* **Given exercise**
Pictures are excluded from this exercise. Transcribe exactly the lines from the one containing "Report one point per instance of the red traction" through the last line of the listing.

* **Dataset entries**

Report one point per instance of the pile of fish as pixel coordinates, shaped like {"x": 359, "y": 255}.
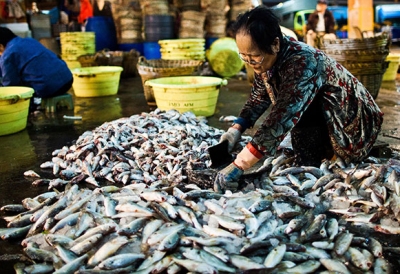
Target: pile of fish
{"x": 138, "y": 214}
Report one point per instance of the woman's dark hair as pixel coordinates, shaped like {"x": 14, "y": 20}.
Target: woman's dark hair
{"x": 262, "y": 25}
{"x": 6, "y": 35}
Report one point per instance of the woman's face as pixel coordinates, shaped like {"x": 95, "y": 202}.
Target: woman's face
{"x": 249, "y": 53}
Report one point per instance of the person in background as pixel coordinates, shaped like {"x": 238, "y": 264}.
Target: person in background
{"x": 26, "y": 62}
{"x": 320, "y": 23}
{"x": 326, "y": 110}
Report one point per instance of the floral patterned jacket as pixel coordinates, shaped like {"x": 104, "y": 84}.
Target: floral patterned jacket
{"x": 300, "y": 73}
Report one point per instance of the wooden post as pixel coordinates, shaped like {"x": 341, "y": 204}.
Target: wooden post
{"x": 360, "y": 17}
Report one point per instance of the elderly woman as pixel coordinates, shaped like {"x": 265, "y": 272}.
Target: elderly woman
{"x": 327, "y": 110}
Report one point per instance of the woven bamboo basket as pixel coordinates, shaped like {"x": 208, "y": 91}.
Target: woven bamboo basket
{"x": 157, "y": 68}
{"x": 375, "y": 55}
{"x": 368, "y": 43}
{"x": 369, "y": 74}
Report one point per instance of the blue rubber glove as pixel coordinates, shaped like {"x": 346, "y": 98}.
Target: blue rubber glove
{"x": 227, "y": 178}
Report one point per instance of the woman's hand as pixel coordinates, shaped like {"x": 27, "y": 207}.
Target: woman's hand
{"x": 232, "y": 135}
{"x": 227, "y": 178}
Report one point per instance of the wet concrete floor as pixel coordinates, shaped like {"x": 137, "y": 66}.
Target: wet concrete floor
{"x": 46, "y": 132}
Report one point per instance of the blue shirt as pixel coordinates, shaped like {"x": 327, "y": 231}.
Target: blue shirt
{"x": 26, "y": 62}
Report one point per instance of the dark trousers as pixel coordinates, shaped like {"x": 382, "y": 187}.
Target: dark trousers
{"x": 310, "y": 138}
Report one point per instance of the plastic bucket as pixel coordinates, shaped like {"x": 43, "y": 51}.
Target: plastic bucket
{"x": 14, "y": 108}
{"x": 183, "y": 49}
{"x": 198, "y": 94}
{"x": 391, "y": 72}
{"x": 127, "y": 47}
{"x": 223, "y": 57}
{"x": 96, "y": 81}
{"x": 106, "y": 36}
{"x": 151, "y": 50}
{"x": 75, "y": 44}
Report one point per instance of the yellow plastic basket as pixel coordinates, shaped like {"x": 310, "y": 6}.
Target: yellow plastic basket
{"x": 198, "y": 94}
{"x": 96, "y": 81}
{"x": 14, "y": 108}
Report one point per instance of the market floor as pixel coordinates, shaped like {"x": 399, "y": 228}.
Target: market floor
{"x": 46, "y": 132}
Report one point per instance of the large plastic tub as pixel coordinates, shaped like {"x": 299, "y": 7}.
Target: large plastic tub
{"x": 198, "y": 94}
{"x": 391, "y": 72}
{"x": 96, "y": 81}
{"x": 14, "y": 108}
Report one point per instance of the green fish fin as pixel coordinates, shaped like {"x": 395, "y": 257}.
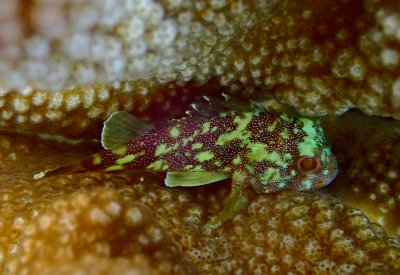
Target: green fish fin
{"x": 237, "y": 199}
{"x": 174, "y": 179}
{"x": 121, "y": 128}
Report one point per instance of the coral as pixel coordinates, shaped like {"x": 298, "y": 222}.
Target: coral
{"x": 331, "y": 55}
{"x": 59, "y": 45}
{"x": 68, "y": 223}
{"x": 152, "y": 59}
{"x": 87, "y": 108}
{"x": 99, "y": 226}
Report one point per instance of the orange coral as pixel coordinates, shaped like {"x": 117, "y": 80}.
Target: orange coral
{"x": 78, "y": 224}
{"x": 369, "y": 174}
{"x": 98, "y": 226}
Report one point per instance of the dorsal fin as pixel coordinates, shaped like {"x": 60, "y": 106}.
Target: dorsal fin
{"x": 121, "y": 128}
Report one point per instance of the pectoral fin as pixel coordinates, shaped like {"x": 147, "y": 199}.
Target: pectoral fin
{"x": 235, "y": 202}
{"x": 121, "y": 128}
{"x": 174, "y": 179}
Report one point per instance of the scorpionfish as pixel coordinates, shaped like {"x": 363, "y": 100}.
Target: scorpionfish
{"x": 268, "y": 151}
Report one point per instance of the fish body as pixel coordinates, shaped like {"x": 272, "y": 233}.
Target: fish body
{"x": 270, "y": 152}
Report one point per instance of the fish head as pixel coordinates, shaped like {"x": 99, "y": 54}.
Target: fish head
{"x": 310, "y": 163}
{"x": 315, "y": 164}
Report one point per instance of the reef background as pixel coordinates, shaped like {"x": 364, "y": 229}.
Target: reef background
{"x": 66, "y": 66}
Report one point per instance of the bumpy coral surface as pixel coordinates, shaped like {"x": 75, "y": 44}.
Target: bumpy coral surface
{"x": 68, "y": 223}
{"x": 369, "y": 177}
{"x": 97, "y": 226}
{"x": 332, "y": 55}
{"x": 65, "y": 66}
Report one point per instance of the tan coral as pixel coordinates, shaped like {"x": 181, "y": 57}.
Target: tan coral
{"x": 80, "y": 113}
{"x": 323, "y": 55}
{"x": 86, "y": 227}
{"x": 298, "y": 232}
{"x": 369, "y": 172}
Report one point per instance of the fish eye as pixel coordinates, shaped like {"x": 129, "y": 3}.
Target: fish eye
{"x": 308, "y": 163}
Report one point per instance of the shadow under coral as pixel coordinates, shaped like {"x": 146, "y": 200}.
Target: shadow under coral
{"x": 132, "y": 223}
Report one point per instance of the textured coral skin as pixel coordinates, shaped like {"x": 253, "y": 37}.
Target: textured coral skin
{"x": 333, "y": 55}
{"x": 369, "y": 171}
{"x": 320, "y": 58}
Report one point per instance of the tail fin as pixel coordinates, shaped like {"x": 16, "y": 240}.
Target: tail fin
{"x": 75, "y": 168}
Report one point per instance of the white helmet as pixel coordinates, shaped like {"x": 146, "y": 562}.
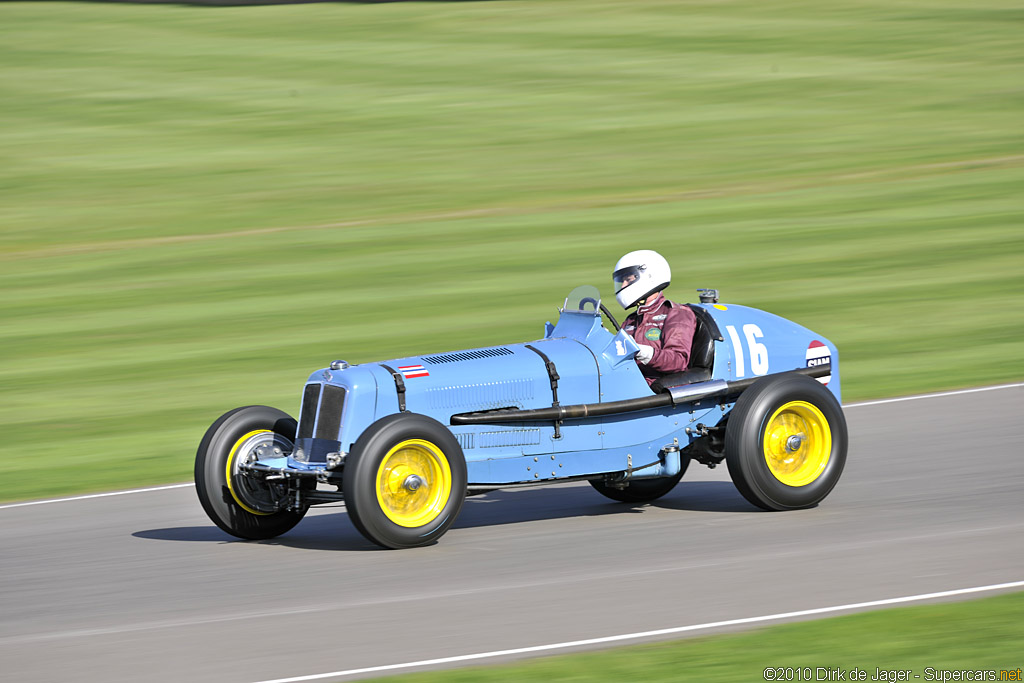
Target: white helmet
{"x": 638, "y": 274}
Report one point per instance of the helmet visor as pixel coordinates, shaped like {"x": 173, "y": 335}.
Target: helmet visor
{"x": 626, "y": 276}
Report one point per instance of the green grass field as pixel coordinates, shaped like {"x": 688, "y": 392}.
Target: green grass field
{"x": 985, "y": 635}
{"x": 201, "y": 206}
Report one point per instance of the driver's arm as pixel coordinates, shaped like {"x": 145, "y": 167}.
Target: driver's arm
{"x": 673, "y": 354}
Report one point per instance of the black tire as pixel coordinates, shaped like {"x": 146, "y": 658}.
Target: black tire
{"x": 237, "y": 505}
{"x": 641, "y": 491}
{"x": 377, "y": 480}
{"x": 785, "y": 442}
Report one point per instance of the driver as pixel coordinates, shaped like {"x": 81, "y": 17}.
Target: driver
{"x": 663, "y": 329}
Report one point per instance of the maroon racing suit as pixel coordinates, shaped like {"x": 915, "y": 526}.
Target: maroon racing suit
{"x": 666, "y": 327}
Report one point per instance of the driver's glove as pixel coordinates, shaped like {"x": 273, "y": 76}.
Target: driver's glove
{"x": 644, "y": 353}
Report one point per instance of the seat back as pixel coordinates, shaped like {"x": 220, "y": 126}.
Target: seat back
{"x": 701, "y": 353}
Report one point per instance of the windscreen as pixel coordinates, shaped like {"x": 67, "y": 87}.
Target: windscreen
{"x": 584, "y": 298}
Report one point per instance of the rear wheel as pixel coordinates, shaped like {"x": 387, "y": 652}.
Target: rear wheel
{"x": 785, "y": 442}
{"x": 641, "y": 491}
{"x": 404, "y": 480}
{"x": 245, "y": 506}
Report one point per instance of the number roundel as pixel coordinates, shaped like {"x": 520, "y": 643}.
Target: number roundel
{"x": 758, "y": 352}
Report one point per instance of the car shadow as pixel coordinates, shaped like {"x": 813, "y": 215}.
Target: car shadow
{"x": 518, "y": 506}
{"x": 335, "y": 531}
{"x": 321, "y": 531}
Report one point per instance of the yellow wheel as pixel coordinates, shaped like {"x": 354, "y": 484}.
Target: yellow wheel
{"x": 414, "y": 482}
{"x": 785, "y": 442}
{"x": 797, "y": 443}
{"x": 246, "y": 506}
{"x": 404, "y": 480}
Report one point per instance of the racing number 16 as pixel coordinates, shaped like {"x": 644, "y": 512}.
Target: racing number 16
{"x": 759, "y": 352}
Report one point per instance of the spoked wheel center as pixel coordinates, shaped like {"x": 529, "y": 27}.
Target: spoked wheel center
{"x": 414, "y": 482}
{"x": 797, "y": 443}
{"x": 251, "y": 492}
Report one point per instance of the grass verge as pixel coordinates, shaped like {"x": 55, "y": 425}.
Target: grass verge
{"x": 201, "y": 206}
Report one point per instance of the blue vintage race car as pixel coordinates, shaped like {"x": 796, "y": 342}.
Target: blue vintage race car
{"x": 403, "y": 441}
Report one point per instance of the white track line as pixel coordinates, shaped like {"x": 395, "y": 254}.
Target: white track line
{"x": 934, "y": 395}
{"x": 650, "y": 634}
{"x": 84, "y": 498}
{"x": 860, "y": 404}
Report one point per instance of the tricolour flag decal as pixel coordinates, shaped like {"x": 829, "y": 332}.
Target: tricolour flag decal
{"x": 410, "y": 372}
{"x": 818, "y": 354}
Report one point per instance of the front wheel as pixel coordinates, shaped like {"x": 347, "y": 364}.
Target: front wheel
{"x": 244, "y": 506}
{"x": 404, "y": 480}
{"x": 785, "y": 442}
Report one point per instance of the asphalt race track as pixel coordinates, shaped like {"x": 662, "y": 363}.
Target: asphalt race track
{"x": 143, "y": 587}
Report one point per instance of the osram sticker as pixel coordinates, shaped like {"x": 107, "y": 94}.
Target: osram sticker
{"x": 818, "y": 354}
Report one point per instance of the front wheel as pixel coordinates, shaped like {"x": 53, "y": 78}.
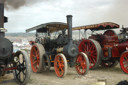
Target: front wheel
{"x": 60, "y": 65}
{"x": 23, "y": 71}
{"x": 124, "y": 62}
{"x": 82, "y": 64}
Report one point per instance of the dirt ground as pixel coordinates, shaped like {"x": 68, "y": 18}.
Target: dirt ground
{"x": 111, "y": 75}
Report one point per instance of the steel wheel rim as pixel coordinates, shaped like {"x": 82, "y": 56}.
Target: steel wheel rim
{"x": 80, "y": 64}
{"x": 124, "y": 62}
{"x": 59, "y": 66}
{"x": 89, "y": 48}
{"x": 35, "y": 58}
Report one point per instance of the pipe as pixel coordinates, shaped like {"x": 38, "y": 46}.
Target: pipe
{"x": 2, "y": 34}
{"x": 69, "y": 23}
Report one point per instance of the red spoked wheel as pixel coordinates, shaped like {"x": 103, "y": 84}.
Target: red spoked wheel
{"x": 109, "y": 63}
{"x": 60, "y": 65}
{"x": 82, "y": 64}
{"x": 124, "y": 62}
{"x": 36, "y": 57}
{"x": 109, "y": 33}
{"x": 93, "y": 50}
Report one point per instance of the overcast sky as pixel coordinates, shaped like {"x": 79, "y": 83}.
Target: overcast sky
{"x": 84, "y": 12}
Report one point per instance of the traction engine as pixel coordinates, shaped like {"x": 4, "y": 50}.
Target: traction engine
{"x": 10, "y": 62}
{"x": 57, "y": 52}
{"x": 107, "y": 48}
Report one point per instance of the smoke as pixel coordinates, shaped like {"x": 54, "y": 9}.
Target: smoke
{"x": 118, "y": 12}
{"x": 16, "y": 4}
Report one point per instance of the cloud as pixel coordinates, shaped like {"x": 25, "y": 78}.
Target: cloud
{"x": 84, "y": 12}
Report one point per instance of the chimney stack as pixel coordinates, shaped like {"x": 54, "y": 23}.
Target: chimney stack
{"x": 69, "y": 22}
{"x": 2, "y": 34}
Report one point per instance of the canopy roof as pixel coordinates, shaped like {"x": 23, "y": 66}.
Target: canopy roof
{"x": 50, "y": 27}
{"x": 100, "y": 26}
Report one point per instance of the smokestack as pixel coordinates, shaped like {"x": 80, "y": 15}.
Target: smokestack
{"x": 1, "y": 18}
{"x": 69, "y": 22}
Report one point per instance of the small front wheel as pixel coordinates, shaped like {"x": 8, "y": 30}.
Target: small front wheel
{"x": 124, "y": 62}
{"x": 82, "y": 64}
{"x": 60, "y": 65}
{"x": 23, "y": 71}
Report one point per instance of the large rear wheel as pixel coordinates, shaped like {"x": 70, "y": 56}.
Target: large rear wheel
{"x": 124, "y": 62}
{"x": 36, "y": 57}
{"x": 82, "y": 64}
{"x": 60, "y": 65}
{"x": 93, "y": 50}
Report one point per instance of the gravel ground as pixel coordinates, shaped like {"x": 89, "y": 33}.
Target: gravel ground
{"x": 111, "y": 75}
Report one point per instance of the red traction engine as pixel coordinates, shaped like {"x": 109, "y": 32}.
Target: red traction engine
{"x": 10, "y": 61}
{"x": 53, "y": 49}
{"x": 105, "y": 48}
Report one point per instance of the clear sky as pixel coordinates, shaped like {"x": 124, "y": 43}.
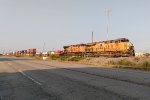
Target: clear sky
{"x": 54, "y": 23}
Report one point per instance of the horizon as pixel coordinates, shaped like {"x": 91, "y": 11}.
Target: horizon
{"x": 53, "y": 24}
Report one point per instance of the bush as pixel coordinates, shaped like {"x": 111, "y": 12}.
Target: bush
{"x": 145, "y": 65}
{"x": 76, "y": 58}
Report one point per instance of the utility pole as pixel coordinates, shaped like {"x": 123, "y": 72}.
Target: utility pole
{"x": 92, "y": 37}
{"x": 108, "y": 17}
{"x": 44, "y": 47}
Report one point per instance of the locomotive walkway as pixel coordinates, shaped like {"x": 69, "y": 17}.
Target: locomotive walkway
{"x": 22, "y": 79}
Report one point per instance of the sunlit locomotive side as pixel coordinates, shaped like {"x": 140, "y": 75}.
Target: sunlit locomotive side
{"x": 118, "y": 47}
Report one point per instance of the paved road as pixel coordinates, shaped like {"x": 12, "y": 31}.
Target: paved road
{"x": 22, "y": 79}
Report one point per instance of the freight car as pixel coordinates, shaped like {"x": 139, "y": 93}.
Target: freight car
{"x": 114, "y": 48}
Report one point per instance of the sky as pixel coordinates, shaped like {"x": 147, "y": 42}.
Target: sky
{"x": 51, "y": 24}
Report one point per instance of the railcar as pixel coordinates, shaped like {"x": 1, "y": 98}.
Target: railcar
{"x": 118, "y": 47}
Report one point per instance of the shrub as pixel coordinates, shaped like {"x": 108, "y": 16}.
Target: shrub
{"x": 76, "y": 58}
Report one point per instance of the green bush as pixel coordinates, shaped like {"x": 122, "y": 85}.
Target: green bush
{"x": 145, "y": 65}
{"x": 76, "y": 58}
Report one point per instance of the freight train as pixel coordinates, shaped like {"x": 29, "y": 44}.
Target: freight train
{"x": 114, "y": 48}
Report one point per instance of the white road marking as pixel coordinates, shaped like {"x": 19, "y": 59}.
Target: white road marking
{"x": 25, "y": 76}
{"x": 29, "y": 77}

* **Worked answer**
Report one point per instance of the red traction engine as pixel coordinates, shaped like {"x": 109, "y": 32}.
Target: red traction engine
{"x": 10, "y": 61}
{"x": 53, "y": 49}
{"x": 105, "y": 48}
Report one point per instance of the clear sky as pixel coordinates, shaped like {"x": 124, "y": 43}.
Target: clear sky
{"x": 54, "y": 23}
Report one point per instance of the horizon as pixel coordinates, shaped like {"x": 91, "y": 11}.
Target: horizon
{"x": 53, "y": 24}
Report one point per instance of the bush as pixel coordinates, shaped like {"x": 111, "y": 12}.
Target: bush
{"x": 145, "y": 65}
{"x": 76, "y": 58}
Report one point per instance of the utility pole as pixel coordinates, shaped like {"x": 123, "y": 72}.
Target: utility pole
{"x": 92, "y": 37}
{"x": 108, "y": 17}
{"x": 44, "y": 47}
Report one point per instance of the locomotive walkway as pixel coordinates, shaped like {"x": 69, "y": 17}.
Target: locomotive walkway
{"x": 22, "y": 79}
Report one point per instance of the sunlit locomotive side as pixel coordinates, shaped like {"x": 140, "y": 75}.
Target: sunlit locomotive side
{"x": 118, "y": 47}
Report one point per instance of the paved road as pixel coordinates, shaped like {"x": 12, "y": 31}.
Target: paved road
{"x": 22, "y": 79}
Report one point per instance of the freight car as pixel coordinates, shaped like {"x": 139, "y": 93}.
Target: freight car
{"x": 114, "y": 48}
Report one point per instance of the sky as pixel coordinates, shaped like {"x": 147, "y": 42}.
Target: sky
{"x": 51, "y": 24}
Report one point per instance of the railcar as pixel coordinates, shaped like {"x": 1, "y": 98}.
Target: railcar
{"x": 118, "y": 47}
Report one point per instance of the shrub as pixel coordinates, shaped like {"x": 108, "y": 16}.
Target: shrub
{"x": 76, "y": 58}
Report one point per instance of the green bush as pixel coordinates, shaped like {"x": 122, "y": 85}.
Target: green bush
{"x": 145, "y": 65}
{"x": 76, "y": 58}
Report one point per instance of the freight train as pixel coordinates, shaped like {"x": 29, "y": 44}.
Target: freight train
{"x": 114, "y": 48}
Report one point per instance of the white road marking as pixel coordinates, shaped like {"x": 19, "y": 59}.
Target: white road marking
{"x": 25, "y": 76}
{"x": 29, "y": 77}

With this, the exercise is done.